Copy the passage of the load average article that starts at "You've seen this" and ends at "learning this stuff.", word for word.

=== Selected text ===
# # # # # # #

That Number You Keep Ignoring in top

That Number You Keep Ignoring in top
load average: 0.35, 0.42, 0.40

You've seen this line a thousand times. Maybe you glance at it, shrug, and move on to the CPU percentages that seem more useful. Three cryptic decimal numbers don't exactly demand attention, and honestly, nobody explains what they mean when you're learning this stuff.

But load average is one of those metrics that separates "my server feels slow" from "I know exactly why my server feels slow." Once it clicks, you'll start checking it reflexively whenever something seems off.

It's a queue, not a percentage

The mental model that works: think of your CPU cores as checkout lanes at a grocery store. Load average is the average number of customers either being served or waiting in line. That's it. Not a percentage, not utilization, just a count of processes that want CPU time.

# # # # # # #

=== Given data ===
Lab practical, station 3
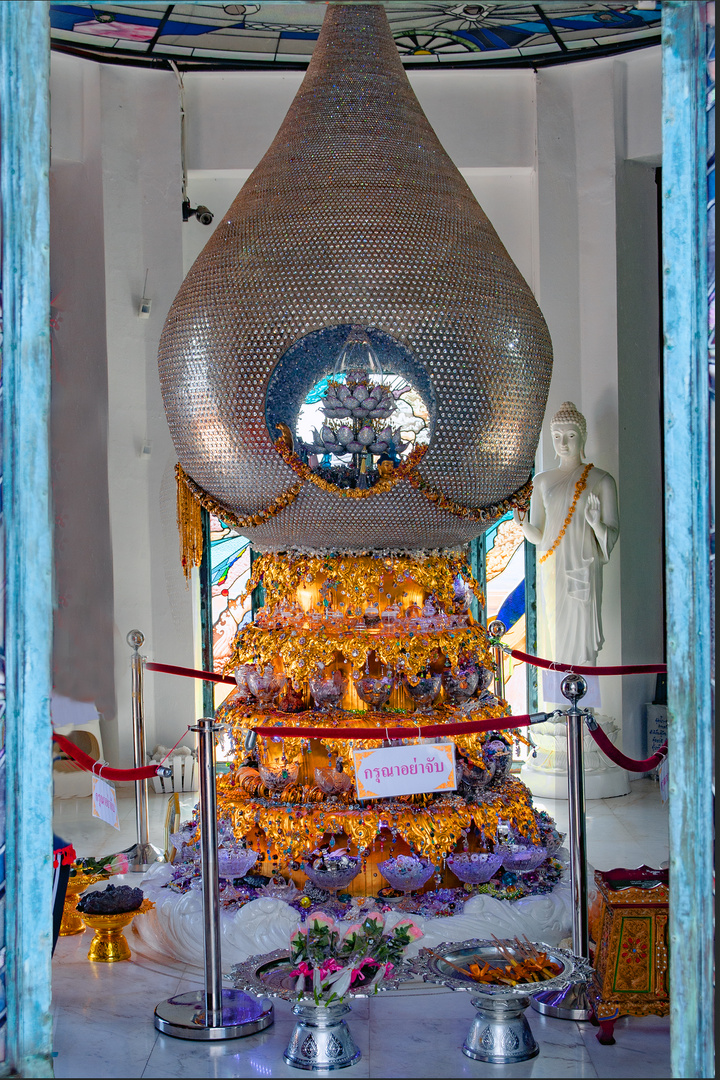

# # # # # # #

=== Written solution ===
You've seen this line a thousand times. Maybe you glance at it, shrug, and move on to the CPU percentages that seem more useful. Three cryptic decimal numbers don't exactly demand attention, and honestly, nobody explains what they mean when you're learning this stuff.